● INFORMATION GIVEN:
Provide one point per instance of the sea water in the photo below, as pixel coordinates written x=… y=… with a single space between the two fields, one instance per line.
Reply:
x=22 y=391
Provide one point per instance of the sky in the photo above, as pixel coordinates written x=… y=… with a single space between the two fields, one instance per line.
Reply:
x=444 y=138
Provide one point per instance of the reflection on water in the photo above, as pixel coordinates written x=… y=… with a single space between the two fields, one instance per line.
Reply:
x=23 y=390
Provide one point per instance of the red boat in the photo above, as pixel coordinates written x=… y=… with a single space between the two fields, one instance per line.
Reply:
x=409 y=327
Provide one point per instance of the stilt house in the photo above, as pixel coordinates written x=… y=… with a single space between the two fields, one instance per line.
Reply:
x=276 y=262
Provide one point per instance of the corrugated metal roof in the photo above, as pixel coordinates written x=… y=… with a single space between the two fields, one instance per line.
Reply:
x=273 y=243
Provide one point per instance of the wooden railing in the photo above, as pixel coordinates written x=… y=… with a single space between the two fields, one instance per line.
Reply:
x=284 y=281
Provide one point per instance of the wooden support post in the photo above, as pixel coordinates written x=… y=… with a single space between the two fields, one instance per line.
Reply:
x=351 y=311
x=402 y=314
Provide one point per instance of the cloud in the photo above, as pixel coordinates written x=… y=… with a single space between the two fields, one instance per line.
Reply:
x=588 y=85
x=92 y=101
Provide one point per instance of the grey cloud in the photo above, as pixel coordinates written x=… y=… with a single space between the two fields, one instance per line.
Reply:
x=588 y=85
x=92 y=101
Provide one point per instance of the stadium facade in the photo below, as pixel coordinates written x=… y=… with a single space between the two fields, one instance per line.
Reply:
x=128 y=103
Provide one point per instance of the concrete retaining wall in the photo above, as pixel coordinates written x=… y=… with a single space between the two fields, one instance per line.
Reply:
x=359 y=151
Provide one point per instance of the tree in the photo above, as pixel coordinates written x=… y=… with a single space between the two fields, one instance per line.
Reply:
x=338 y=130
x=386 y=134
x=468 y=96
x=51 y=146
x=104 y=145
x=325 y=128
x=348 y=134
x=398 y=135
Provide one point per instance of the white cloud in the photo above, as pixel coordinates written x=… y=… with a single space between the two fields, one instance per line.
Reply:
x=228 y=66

● AIM OF THE EXERCISE:
Tally the lines of the material above that include the word "wooden", then state that tally alone.

● FINISHED TASK:
2